*** Opening TEXT ***

Lovenox is a widely prescribed blood thinner derived from animal proteins that is used for preventing blood clots. It is tremendously popular, having garnered about $4 billion in sales last year. On July 23, 2010, the federal Food and Drug Administration (FDA) approved generic drug manufacturer Sandoz's application to begin producing a lower-cost version of the drug, but the manufacturer of the brand-name drug, Sanofi-Aventis, sought an injunction asking a federal court to order the FDA to withdraw this approval.
"Biologic drugs," which are derived from living organisms, require additional testing for impurities not found in chemically derived drugs. Biologically derived drugs are critical in treating many serious chronic illnesses that affect older populations disproportionately, such as diabetes, cancer, rheumatoid arthritis and multiple sclerosis. They are now the fastest-growing area of the drug market.
Sanofi argues that the FDA should never have approved Sandoz's application because the FDA required additional safety data related to the drug during the process of generic approval. The additional safety data request, Sanofi argues, proves that the generic drug manufacturer's compound is not the same as Lovenox and, therefore, cannot be sold as a generic equivalent. The FDA called that argument "meritless" and noted that "[i]n its zeal to maintain a monopoly for Lovenox, a life-saving drug, Sanofi challenges FDA's authority to require testing for impurities," a requirement that the FDA points out is demanded not only by logic but explicitly required by law.
AARP filed a "friend of the court" brief on behalf of the FDA, pointing out that Sanofi's requested injunction had far reaching implications, not only for the patients who use Lovenox. By adopting Sanofi's arguments, the court would allow all other patent holders of biologic drugs to create (in the words of the brief) an "impenetrable roadblock for future approvals of generic biologic pharmaceuticals." AARP's brief carefully detailed the important role of the FDA in speeding safe and effective alternatives to market, and addressed the critical importance of maintaining a competitive marketplace in pharmaceuticals.
The brief pointed out that Lovenox is expensive, and widely used. In the absence of competition, patients who cannot afford the drug will continue to have to go without treatment. Prescription drug spending has skyrocketed over the last two decades, from an estimated $40 billion in 1990 to more than $300 billion in 2009. In the 12-month period ending March 2010, the price of the brand-name prescription drugs most widely used by Medicare beneficiaries increased by almost 10 percent, the highest rate of increase since AARP began tracking these prices in 2002.

*** Closing TEXT ***
*** Opening INFORMATION SHOWN ***

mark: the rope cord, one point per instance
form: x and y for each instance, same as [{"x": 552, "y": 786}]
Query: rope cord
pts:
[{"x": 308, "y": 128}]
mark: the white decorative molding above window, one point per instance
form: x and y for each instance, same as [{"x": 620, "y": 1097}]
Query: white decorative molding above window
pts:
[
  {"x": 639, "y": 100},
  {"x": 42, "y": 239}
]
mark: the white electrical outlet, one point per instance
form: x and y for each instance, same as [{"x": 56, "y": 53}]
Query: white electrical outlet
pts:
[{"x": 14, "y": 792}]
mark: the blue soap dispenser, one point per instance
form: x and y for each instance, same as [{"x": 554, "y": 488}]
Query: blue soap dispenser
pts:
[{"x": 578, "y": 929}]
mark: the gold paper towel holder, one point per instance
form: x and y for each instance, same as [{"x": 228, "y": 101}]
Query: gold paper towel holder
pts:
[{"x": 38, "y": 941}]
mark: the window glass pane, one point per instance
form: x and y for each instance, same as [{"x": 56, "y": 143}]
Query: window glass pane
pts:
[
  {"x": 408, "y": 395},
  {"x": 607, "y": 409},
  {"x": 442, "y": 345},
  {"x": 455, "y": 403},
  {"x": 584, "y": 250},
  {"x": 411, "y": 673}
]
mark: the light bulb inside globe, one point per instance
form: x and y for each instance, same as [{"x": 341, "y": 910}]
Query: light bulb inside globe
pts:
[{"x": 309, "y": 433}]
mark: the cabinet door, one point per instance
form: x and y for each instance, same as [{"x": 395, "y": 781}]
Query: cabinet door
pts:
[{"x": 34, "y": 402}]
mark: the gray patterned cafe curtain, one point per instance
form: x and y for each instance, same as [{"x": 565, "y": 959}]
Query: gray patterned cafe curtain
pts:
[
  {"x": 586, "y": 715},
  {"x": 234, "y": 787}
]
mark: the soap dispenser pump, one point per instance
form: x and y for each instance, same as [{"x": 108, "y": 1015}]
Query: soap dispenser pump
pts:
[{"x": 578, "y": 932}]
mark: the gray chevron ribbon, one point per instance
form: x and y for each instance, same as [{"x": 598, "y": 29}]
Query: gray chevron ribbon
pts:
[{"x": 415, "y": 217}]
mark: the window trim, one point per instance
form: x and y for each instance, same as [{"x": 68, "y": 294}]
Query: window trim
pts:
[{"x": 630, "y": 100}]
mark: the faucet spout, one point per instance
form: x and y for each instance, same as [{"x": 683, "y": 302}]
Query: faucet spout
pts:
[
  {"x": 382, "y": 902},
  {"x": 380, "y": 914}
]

*** Closing INFORMATION SHOWN ***

■ TASKS AND EXERCISES
(1) Print the part of the Lovenox text that begins at the words "AARP filed a" and stops after the words "marketplace in pharmaceuticals.".
(2) Carry on the text about the Lovenox generic approval dispute from its last sentence.
The listing has no connection to the Lovenox text.

■ EXERCISE RESULTS
(1)
AARP filed a "friend of the court" brief on behalf of the FDA, pointing out that Sanofi's requested injunction had far reaching implications, not only for the patients who use Lovenox. By adopting Sanofi's arguments, the court would allow all other patent holders of biologic drugs to create (in the words of the brief) an "impenetrable roadblock for future approvals of generic biologic pharmaceuticals." AARP's brief carefully detailed the important role of the FDA in speeding safe and effective alternatives to market, and addressed the critical importance of maintaining a competitive marketplace in pharmaceuticals.

(2)
Biologic drugs are an important factor in the escalation of drug prices. They are among the most expensive, which has led many insurance carriers to impose extremely high co-insurance rates specifically on biologics. Their cost has also skyrocketed Medicare pharmaceutical costs; the top six biologics accounted for $7 billion of the nearly $17 billion spent on prescription drugs in the Medicare Part B program. About one out of eight prescriptions written today is for biologics. By 2012, biologics are expected to account for more than one quarter of all drug spending in the United States.
Generic drug competition has proven to be one of the most effective means of slowing the spiraling cost of pharmaceuticals, and generics now make up nearly 70 percent of drugs prescribed today, up from 12 percent in 1984 when the Hatch-Waxman Act (federal law streamlining the approval of generics) was enacted. Generic competition in the biologic market, AARP's brief pointed out, is more important than ever.
The U.S. District Court for the District of Columbia was unpersuaded by Sanofi's argument that an injunction is needed, ruling in Sanofi-Aventis v. FDA et al. that the tests for an injunction require a very high showing that Sanofi did not meet.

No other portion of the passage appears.